Exercise brief:
Answer these from the passage on high-throughput DNA sequencing below.
(a) In which field will the ability to determine all the components of a mixture have great use?
(b) What will laboratorians most likely search for when they first use this technology?
(c) What challenges are named in the final paragraph?

This ability to determine all the components of a mixture will also have great use in oncology. For the first time ever, all of the malignant cells present in a biopsy may be assessed for a clinically-relevant genetic marker, which will inform clinicians of the possibility of minor, but medically-important clones.

The ability of high throughput DNA sequencing will be particularly important in simultaneously assessing multiple different genetic markers. By covering either vast distances of DNA or by sequencing multiple amplicons following a multiplex reaction, one can envision getting all of the results necessary to characterize a particular tumor type in one reaction, rather than needing to perform multiple independent assays.

This approach would also hold true for the assessment of multiple constitutional abnormalities. This really is a personalized genetic assessment.

Searching for genetic abnormalities

Laboratorians will most likely begin to use this technology by searching for genetic abnormalities that are known to be associated with particular diseases. With the generation of high-throughput DNA sequence, however, there will be large areas of nucleic acid that will be present that are not associated with the disease of interest. The fact that this genetic information will be available on large groups of patients makes possible future searches for associations and causes that has never before been possible. When sufficient sequencing data has been generated and archived on a particular patient population, then one could examine the sequences for unexpected elements that may have an influence on the prognosis or therapeutic outcome of the treatment.

The future is bright for high-throughput DNA sequencing. There are challenges with regard to cost, platform optimization, and data interpretation and storage. These, however, are challenges that are readily embraced, given the advances in medicine that will be possible with this new tool to examine the code of life.

Records provided:
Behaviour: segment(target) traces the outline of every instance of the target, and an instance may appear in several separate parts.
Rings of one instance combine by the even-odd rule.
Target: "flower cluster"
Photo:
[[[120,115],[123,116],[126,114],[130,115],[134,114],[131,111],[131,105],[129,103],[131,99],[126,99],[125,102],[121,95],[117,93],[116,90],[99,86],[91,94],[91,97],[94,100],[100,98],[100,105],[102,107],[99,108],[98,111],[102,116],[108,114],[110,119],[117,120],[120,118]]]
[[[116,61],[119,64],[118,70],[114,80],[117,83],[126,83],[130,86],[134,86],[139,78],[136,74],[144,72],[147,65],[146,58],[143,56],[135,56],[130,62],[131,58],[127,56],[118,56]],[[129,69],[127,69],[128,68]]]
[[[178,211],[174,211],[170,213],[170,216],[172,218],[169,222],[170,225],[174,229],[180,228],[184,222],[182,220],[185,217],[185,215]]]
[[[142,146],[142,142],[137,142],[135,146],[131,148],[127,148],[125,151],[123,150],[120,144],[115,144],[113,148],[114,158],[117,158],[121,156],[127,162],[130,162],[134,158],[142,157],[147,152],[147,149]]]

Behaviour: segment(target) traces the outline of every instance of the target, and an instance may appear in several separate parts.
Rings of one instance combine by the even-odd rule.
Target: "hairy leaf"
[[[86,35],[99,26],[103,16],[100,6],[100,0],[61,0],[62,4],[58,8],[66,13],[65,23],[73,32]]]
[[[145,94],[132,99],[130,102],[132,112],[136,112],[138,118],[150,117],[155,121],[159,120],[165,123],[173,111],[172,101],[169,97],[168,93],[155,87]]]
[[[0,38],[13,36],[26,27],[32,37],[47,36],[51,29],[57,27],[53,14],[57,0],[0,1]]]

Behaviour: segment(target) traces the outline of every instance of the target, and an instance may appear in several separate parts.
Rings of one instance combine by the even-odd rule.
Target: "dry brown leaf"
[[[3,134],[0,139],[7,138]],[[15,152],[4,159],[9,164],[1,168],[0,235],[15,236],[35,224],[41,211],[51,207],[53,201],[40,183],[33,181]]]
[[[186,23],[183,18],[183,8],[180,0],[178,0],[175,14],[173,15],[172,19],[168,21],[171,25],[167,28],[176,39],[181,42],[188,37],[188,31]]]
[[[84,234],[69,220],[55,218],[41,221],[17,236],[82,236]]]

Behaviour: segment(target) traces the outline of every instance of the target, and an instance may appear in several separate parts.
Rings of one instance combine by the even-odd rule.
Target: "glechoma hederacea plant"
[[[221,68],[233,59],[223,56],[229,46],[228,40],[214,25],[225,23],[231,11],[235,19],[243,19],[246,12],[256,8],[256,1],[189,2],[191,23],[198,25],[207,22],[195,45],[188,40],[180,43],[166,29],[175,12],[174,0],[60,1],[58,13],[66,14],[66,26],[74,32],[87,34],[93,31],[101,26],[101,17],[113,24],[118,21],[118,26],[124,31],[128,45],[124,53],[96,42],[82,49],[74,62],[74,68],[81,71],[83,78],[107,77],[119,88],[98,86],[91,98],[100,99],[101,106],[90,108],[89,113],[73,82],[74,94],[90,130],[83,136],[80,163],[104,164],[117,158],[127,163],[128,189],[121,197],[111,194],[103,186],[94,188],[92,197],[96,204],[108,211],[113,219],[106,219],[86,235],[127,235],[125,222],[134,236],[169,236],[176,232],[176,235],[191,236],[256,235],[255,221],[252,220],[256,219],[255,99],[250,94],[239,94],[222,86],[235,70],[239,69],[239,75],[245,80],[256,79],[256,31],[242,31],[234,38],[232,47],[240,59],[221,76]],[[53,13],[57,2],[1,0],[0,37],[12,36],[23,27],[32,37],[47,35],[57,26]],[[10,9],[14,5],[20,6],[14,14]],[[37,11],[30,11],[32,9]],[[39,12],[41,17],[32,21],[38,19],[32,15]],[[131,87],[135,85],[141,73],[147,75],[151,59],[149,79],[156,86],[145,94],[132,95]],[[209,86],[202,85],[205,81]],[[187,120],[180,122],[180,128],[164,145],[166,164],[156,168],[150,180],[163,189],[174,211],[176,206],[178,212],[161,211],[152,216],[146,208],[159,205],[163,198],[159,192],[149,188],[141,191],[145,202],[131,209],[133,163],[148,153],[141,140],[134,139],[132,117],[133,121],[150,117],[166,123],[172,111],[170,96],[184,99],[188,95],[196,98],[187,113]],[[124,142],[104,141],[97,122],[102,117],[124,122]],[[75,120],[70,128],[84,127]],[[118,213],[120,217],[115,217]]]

Written answer:
(a) Oncology.
(b) Genetic abnormalities known to be associated with particular diseases.
(c) Cost, platform optimization, and data interpretation and storage.